▸ **Extracted text**
····················
Remember to provide a varied diet and so far, I've been using cucumber slices, cabbage, lettuce, spirulina tablets, Hikari algae wafers, cory tabs, an occasional treat of tubifex and my home blend.

Kwek Leong, the second spawn is almost exactly at the same spot and my observation, is that the location is directly opposite of my hang-on-tank Eheim filter. I suspect that daddy knows best and good water flow means that less debris will settle on the eggs. It also mean good oxygen level too... I think.

BTW, sexing them isn't too difficult. Daddy has mustache and mommy doesn't!  :Laughing:  [but I bet you knew that already]

----------


## timebomb

*Ronnie, what should I do now?*



 ::smt026:   ::smt041:  \ :Very Happy: / 

You're right. The eggs are deposited on the side of the tank that gets a direct stream of water from the internal cannister filter.

Loh K L

----------


## RonWill

Given your luck with fry, the best thing to do is... *leave it alone!* (they really don't need any of our bothersome help!  :Laughing:   :Laughing:   :Laughing:  )

Seriously? Just make sure that the adults has nice juicy slices of vegie or melon when they go on watch-breaks. Daddy will usually guard the eggs, hovering over them when he sees you coming. Mommy gets driven away but no fights ever break out and she's perfectly contented to go munch on something elsewhere.

Eggs will get really dark with embryol development and incubation varies between 6~8 days. Newly hatched sturis will be all over the place but basically hang around and do nothing until their sac is resorbed.

Once they start searching for food, get a slice of cubbie ready... they really like the stuff, especially the centre soft part.


Congrats and have fun!

----------


## timebomb

> the best thing to do is... *leave it alone!*


Leave it alone huh? Well, that shouldn't be too difficult  :Smile: 

What sort of melon do you feed them with? Winter or Water Melon? I tried to remove all my other fishes when I put the pair into the tank but there was a juvenile _A. australe_ that I couldn't catch. It's still in the tank somewhere. Do you think it will harm the eggs?
····················
▸ **Extracted material**

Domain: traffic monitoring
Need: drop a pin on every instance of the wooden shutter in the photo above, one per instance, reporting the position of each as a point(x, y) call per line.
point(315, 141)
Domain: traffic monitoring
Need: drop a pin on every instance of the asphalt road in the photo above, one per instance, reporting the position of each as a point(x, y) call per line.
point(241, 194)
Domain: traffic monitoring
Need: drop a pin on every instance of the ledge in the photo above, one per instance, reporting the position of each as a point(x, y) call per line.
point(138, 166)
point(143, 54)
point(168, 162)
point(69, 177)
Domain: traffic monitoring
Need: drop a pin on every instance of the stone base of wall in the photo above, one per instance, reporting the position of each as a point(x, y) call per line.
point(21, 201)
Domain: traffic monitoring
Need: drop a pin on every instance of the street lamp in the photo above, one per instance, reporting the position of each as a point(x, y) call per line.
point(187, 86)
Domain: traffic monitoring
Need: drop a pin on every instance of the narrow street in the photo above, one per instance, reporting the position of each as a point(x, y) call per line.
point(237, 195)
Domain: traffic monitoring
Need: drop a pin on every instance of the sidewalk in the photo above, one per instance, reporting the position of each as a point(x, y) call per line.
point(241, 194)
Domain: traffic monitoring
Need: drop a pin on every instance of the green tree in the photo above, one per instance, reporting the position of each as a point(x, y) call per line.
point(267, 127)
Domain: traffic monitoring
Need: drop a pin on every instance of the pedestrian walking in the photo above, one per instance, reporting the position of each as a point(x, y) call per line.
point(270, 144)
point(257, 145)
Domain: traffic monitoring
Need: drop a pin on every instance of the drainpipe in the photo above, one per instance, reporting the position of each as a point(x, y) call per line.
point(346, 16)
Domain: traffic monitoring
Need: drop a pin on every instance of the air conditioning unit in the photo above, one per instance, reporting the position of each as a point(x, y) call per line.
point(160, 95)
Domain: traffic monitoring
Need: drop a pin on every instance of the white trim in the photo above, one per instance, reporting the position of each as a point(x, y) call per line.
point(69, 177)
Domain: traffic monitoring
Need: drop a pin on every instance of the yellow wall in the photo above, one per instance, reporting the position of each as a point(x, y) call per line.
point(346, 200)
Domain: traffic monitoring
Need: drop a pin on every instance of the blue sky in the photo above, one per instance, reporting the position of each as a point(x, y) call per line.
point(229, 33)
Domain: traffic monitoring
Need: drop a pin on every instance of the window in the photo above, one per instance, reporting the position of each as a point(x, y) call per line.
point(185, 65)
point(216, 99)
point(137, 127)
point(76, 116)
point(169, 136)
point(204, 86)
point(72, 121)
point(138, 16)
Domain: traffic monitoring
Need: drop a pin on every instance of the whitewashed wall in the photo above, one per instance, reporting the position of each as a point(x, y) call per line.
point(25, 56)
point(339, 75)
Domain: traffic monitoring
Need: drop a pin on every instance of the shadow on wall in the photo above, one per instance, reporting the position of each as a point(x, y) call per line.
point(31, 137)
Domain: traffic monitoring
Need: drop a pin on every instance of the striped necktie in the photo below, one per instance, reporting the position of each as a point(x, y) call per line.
····················
▸ **Exercise instructions**
a) Rewrite the stretch of the forum thread from "BTW, sexing them" through "internal cannister filter.", putting "whiskers" in place of "mustache".
b) Decide whether each statement agrees with the forum thread, and answer yes or no with the deciding words quoted from it: (i) The eggs take between 6 and 8 days to incubate. (ii) Mommy is the one who usually guards the eggs. (iii) The eggs were laid on the side of the tank that gets a direct stream of water from the filter.
The entries come from a separate source.

▸ **Solution set**
a)
BTW, sexing them isn't too difficult. Daddy has whiskers and mommy doesn't!  :Laughing:  [but I bet you knew that already]

----------


## timebomb

*Ronnie, what should I do now?*



 ::smt026:   ::smt041:  \ :Very Happy: / 

You're right. The eggs are deposited on the side of the tank that gets a direct stream of water from the internal cannister filter.

b)
(i) Yes: "incubation varies between 6~8 days"
(ii) No: "Daddy will usually guard the eggs"
(iii) Yes: "The eggs are deposited on the side of the tank that gets a direct stream of water from the internal cannister filter."